- **Passage**:
++++++++++++++++++++
# Classical music forums,Facebook and other mediums.



## handlebar (Mar 19, 2009)

While I like this forum a great deal and enjoy the posts, I admit to having a love affair with Facebook and instant messaging/posting. Do any of you use Facebook or Yahoo for classical chat and/or discussion or stay here?? I belong to a few FB groups that relate to music but find I like the IM and chat feature to talk in real time. 
What do you prefer as for keeping up with classical music in such formats?

BTW... if any here are into Facebook and want to chat about music,etc,please feel free to add me on your list!!

James Donald Ross

https://www.facebook.com/james.d.ross.3


----------



## bigshot (Nov 22, 2011)

I post my transfers of historical performances from 78rpm disks in my Facebook album...

https://www.facebook.com/swworth

photos > albums > classical music


----------



## starry (Jun 2, 2009)

I haven't really got into facebook and rarely used twitter. Forums are good for detailed discussion. For general chat than a chat room somewhere perhaps, though all that probably started on IRC.


----------



## SiegendesLicht (Mar 4, 2012)

I am a member of a couple of Wagner groups on Facebook, but I don't show up there now as much as I used to before discovering this forum.


----------



## joen_cph (Jan 17, 2010)

I don´t use FB, though I have an account. It´s partly for political reasons. And it´s conquering people´s whole existence too much.

I´ve noticed they have some (very, very quiet) fan pages of obscure composers though.

Twitter: out of the question!


----------



## sospiro (Apr 3, 2010)

handlebar said:


> While I like this forum a great deal and enjoy the posts, I admit to having a love affair with Facebook and instant messaging/posting. Do any of you use Facebook or Yahoo for classical chat and/or discussion or stay here?? I belong to a few FB groups that relate to music but find I like the IM and chat feature to talk in real time.
> What do you prefer as for keeping up with classical music in such formats?
> 
> BTW... if any here are into Facebook and want to chat about music,etc,please feel free to add me on your list!!
> ...


I use facebook to chat to friends about opera. I 'like' lots of organisations & singers 'musician/band' pages to get their updates & news. I'm a member of an opera group which is mainly for singers but fans can join as well. You have to be invited to join though.

Have sent you a friend request


----------



## Kieran (Aug 24, 2010)

I read somewhere - dunno if it's true - that MySpace, Twitter and Facebook are merging to form a new social site called MyTwitFace...


----------



## Sudonim (Feb 28, 2013)

I have a Facebook account but usually just read through others' posts - don't post much myself. I like it less and less with each passing day. So much of it is just such utter crashing banality and solipsism, and the ignorant reactionary right-wing political posts (I live in a "red" state, so there's a lot of them) drive me up the frickin' wall. I've "liked" many of my favorite musicians and composers on my profile, but I don't participate in any discussions there. Haven't really seen many.
++++++++++++++++++++
- **Given records**:
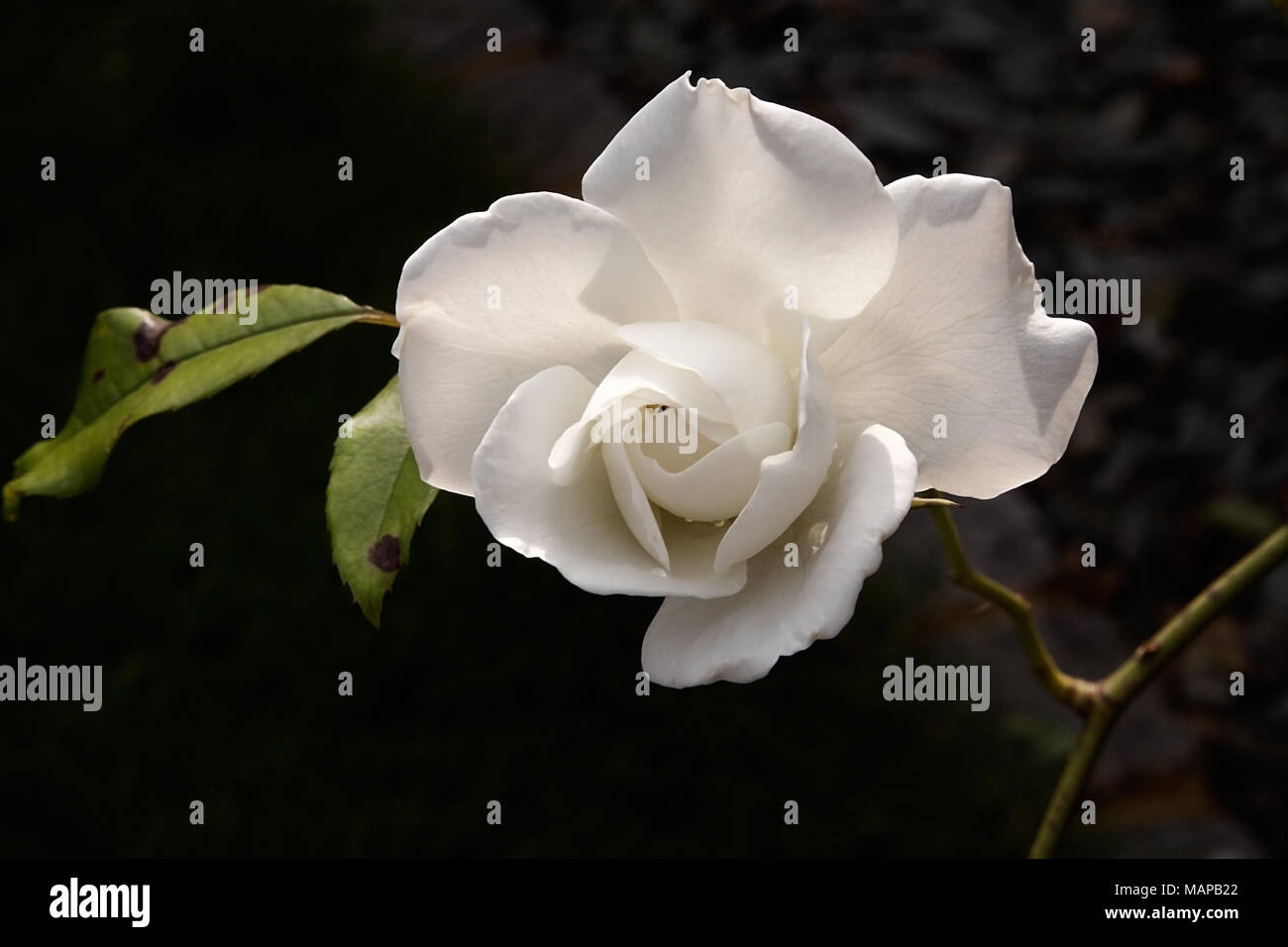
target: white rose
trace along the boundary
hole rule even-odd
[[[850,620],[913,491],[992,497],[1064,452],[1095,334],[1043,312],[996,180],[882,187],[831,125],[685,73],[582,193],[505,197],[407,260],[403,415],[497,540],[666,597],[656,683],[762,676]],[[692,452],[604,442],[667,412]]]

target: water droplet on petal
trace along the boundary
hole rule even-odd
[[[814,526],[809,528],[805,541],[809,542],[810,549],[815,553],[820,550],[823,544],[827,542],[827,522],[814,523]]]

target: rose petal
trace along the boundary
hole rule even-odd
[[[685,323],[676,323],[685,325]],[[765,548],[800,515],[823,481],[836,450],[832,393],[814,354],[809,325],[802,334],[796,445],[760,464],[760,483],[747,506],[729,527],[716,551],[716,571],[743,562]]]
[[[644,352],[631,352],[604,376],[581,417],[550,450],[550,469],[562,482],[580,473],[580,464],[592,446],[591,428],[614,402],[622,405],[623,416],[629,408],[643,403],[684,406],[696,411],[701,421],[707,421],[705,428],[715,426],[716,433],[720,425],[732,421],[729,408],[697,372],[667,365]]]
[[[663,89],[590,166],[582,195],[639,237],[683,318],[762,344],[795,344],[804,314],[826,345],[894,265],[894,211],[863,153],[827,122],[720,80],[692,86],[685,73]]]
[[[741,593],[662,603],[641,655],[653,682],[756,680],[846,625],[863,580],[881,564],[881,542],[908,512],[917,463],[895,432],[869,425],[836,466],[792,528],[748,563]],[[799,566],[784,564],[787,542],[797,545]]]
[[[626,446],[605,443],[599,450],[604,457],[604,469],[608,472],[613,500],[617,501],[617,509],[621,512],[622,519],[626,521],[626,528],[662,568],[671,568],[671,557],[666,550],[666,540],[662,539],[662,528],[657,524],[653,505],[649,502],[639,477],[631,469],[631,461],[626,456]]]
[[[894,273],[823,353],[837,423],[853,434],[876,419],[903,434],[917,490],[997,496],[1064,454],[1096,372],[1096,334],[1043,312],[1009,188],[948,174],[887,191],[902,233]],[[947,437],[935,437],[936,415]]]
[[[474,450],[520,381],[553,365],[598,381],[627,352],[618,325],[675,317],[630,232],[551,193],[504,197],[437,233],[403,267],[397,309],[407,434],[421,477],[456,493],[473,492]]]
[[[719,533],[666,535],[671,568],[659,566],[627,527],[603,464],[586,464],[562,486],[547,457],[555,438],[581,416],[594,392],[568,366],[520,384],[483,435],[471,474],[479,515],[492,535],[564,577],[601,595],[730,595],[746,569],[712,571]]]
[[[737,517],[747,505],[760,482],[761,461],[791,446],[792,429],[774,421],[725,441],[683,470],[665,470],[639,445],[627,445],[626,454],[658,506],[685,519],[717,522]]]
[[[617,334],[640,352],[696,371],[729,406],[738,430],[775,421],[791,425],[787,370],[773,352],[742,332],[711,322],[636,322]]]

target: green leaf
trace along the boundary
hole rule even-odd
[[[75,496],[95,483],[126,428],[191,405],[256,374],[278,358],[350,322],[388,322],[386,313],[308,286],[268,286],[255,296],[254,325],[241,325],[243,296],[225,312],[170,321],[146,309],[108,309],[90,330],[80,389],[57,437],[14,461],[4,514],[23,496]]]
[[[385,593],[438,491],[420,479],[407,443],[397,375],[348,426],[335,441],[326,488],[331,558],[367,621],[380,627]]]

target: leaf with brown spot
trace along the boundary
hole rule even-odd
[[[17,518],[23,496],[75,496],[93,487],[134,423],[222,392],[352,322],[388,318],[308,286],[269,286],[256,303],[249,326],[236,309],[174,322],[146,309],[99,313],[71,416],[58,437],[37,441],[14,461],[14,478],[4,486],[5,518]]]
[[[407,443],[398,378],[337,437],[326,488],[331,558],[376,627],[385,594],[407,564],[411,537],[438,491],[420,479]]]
++++++++++++++++++++
- **Stated goal**: Can you set down the passage of the Facebook and classical music thread word for word, between "I use facebook" and "to join though.", inclusive?

- **Reply**:
I use facebook to chat to friends about opera. I 'like' lots of organisations & singers 'musician/band' pages to get their updates & news. I'm a member of an opera group which is mainly for singers but fans can join as well. You have to be invited to join though.